__EXERCISE AIM__. In the media and materials excerpt below, copy the passage that opens with the words "Media and Material" and closes with "for convenient inspection.", leaving every word and character unchanged.

__PAGE EXCERPT__.
** begin **

Teaching Media Chapter 4


Media and Material

Materials don’t have to be digital or expensive to be useful. Small can indeed be beautiful, and inexpensive can be effective! In fact, in some situations –for instance, isolated, rural areas; teaching locations that lack electricity; programs or schools with a low budget –these simpler materials may be the only media that make sense to use.

Manipulatives.
          Real objects –such as coins, tools, artifacts, plants, and animals –are some of the most accesible, intriguing, and involving materials in educational use. Real objects may be used as is, or you may modify them to enhance instruction. Examples of modification include the following:
1.      Cutaways: Devices such as machines with one side cut away to allow close observation of the inner workings.
2.      Specimens: Actual plants, animals, or parts there of preserved for convenient inspection.
3.      Exhibits: Collections of artifacts, often of a scientific or historical nature, brough together with printed information to illustrate a point.

** end **

__COLLECTED DATA__.
** begin **

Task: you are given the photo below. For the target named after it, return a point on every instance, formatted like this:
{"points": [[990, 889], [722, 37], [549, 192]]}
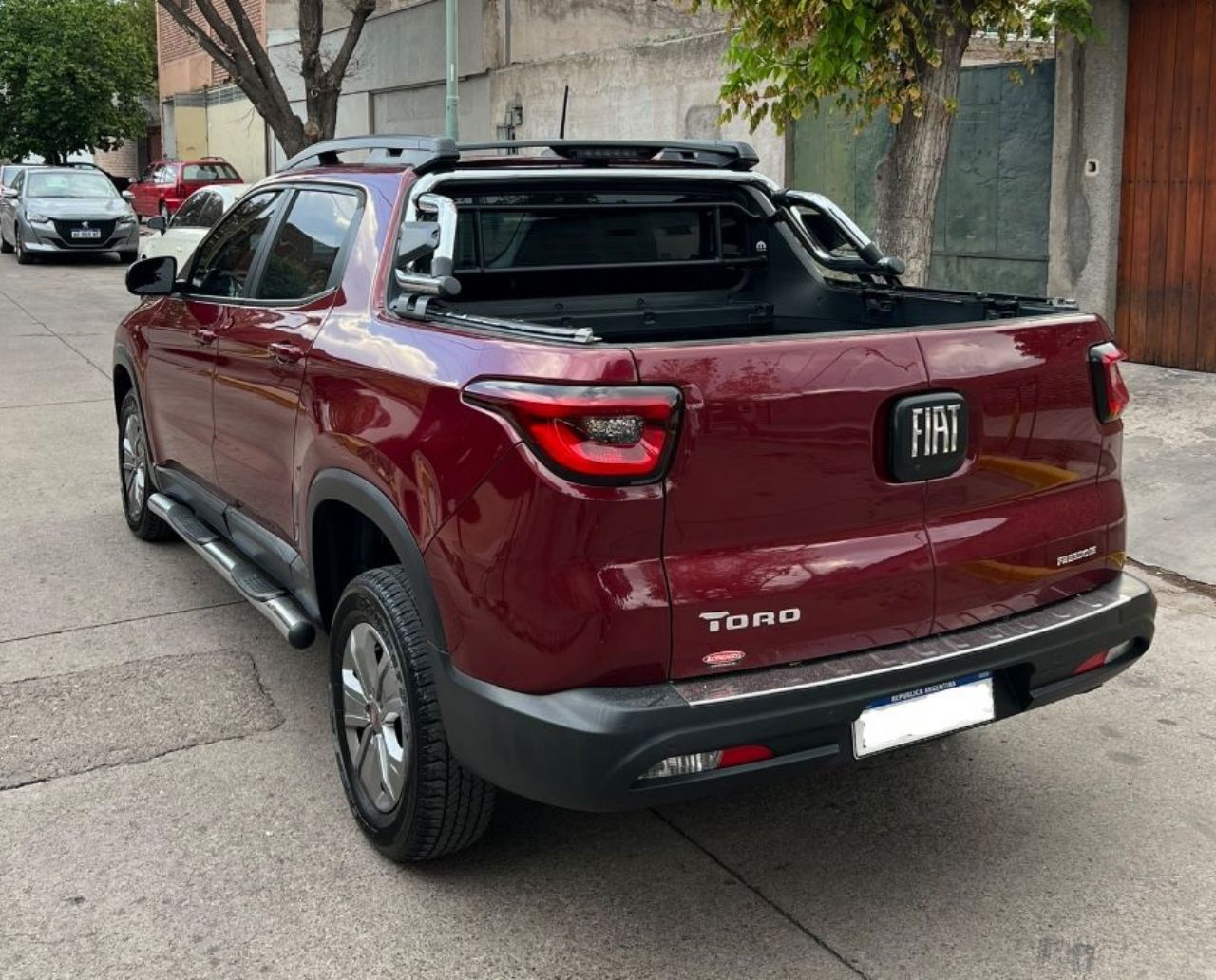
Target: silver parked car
{"points": [[60, 209]]}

** end **

__FULL SOLUTION__.
Media and Material

Materials don’t have to be digital or expensive to be useful. Small can indeed be beautiful, and inexpensive can be effective! In fact, in some situations –for instance, isolated, rural areas; teaching locations that lack electricity; programs or schools with a low budget –these simpler materials may be the only media that make sense to use.

Manipulatives.
          Real objects –such as coins, tools, artifacts, plants, and animals –are some of the most accesible, intriguing, and involving materials in educational use. Real objects may be used as is, or you may modify them to enhance instruction. Examples of modification include the following:
1.      Cutaways: Devices such as machines with one side cut away to allow close observation of the inner workings.
2.      Specimens: Actual plants, animals, or parts there of preserved for convenient inspection.